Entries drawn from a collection
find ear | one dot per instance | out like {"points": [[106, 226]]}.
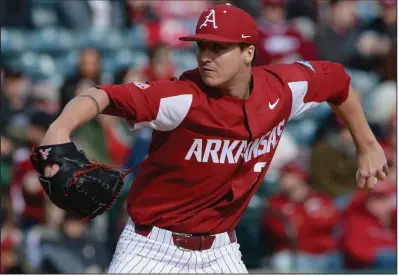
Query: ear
{"points": [[249, 54]]}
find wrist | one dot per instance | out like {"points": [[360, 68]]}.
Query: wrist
{"points": [[366, 143], [60, 129]]}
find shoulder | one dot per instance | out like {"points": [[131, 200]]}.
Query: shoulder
{"points": [[277, 200]]}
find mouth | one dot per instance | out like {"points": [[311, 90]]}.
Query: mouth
{"points": [[207, 70]]}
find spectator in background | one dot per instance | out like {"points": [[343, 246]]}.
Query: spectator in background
{"points": [[13, 120], [11, 238], [299, 221], [370, 231], [14, 93], [140, 12], [45, 97], [87, 75], [279, 42], [85, 14], [385, 25], [332, 159], [16, 14], [72, 250], [160, 66], [26, 193], [339, 40], [302, 8]]}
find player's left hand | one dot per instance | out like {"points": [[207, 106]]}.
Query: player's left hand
{"points": [[372, 166]]}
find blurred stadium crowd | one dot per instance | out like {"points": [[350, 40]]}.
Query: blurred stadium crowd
{"points": [[307, 217]]}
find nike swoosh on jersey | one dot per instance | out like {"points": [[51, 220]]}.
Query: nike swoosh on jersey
{"points": [[272, 106]]}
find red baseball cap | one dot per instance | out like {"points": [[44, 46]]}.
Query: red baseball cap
{"points": [[225, 24], [281, 3]]}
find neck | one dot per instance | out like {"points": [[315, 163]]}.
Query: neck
{"points": [[299, 194], [240, 86]]}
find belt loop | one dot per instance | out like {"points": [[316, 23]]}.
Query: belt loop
{"points": [[232, 236]]}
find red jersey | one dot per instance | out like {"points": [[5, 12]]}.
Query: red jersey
{"points": [[364, 236], [313, 221], [209, 153]]}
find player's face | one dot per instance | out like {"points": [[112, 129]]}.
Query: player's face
{"points": [[219, 63]]}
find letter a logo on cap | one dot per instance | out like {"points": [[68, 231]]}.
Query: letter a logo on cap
{"points": [[210, 18]]}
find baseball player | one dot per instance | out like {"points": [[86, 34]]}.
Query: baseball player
{"points": [[215, 131]]}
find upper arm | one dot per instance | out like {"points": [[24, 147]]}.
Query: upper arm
{"points": [[161, 105], [314, 82]]}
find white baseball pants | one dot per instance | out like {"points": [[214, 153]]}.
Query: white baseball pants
{"points": [[156, 253]]}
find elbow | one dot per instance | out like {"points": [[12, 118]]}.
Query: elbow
{"points": [[100, 96]]}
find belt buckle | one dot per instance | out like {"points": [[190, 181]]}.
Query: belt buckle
{"points": [[179, 236]]}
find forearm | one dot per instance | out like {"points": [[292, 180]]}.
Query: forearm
{"points": [[81, 109], [352, 113]]}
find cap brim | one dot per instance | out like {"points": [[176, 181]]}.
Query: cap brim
{"points": [[207, 37]]}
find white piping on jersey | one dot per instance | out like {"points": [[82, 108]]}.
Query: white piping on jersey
{"points": [[299, 90], [171, 113]]}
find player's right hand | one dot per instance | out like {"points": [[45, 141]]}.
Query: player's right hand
{"points": [[54, 135]]}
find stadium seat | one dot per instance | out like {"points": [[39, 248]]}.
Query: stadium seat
{"points": [[67, 63], [51, 40], [102, 39], [135, 37], [44, 14], [115, 60], [13, 40]]}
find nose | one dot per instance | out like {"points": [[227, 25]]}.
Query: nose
{"points": [[204, 56]]}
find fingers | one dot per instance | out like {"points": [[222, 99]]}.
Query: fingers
{"points": [[361, 180], [371, 182], [385, 169], [51, 170], [380, 175]]}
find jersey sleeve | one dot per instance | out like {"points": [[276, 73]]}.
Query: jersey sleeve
{"points": [[161, 105], [313, 82]]}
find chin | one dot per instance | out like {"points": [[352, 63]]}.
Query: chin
{"points": [[211, 82]]}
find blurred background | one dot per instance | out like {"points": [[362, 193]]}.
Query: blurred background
{"points": [[306, 217]]}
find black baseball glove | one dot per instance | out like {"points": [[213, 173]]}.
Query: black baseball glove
{"points": [[80, 187]]}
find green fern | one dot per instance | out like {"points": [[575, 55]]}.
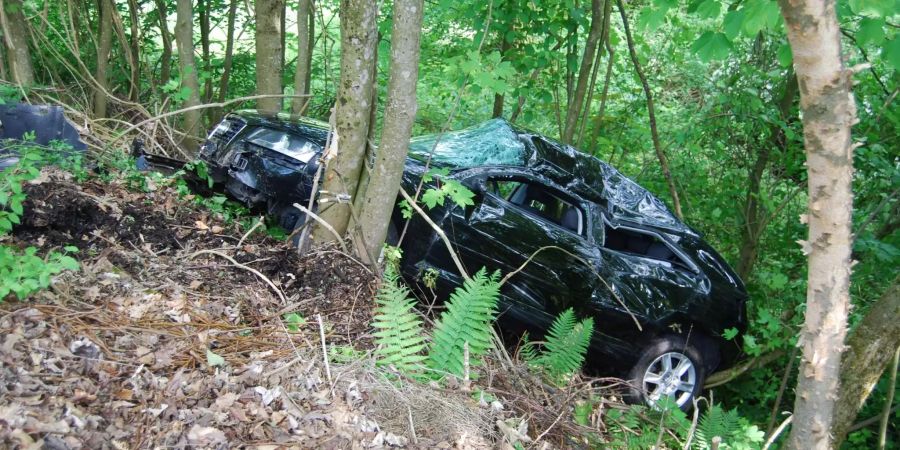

(EXERCISE)
Count the lines in the records above that contain the word "logo". Give only the number.

(TASK SOLUTION)
2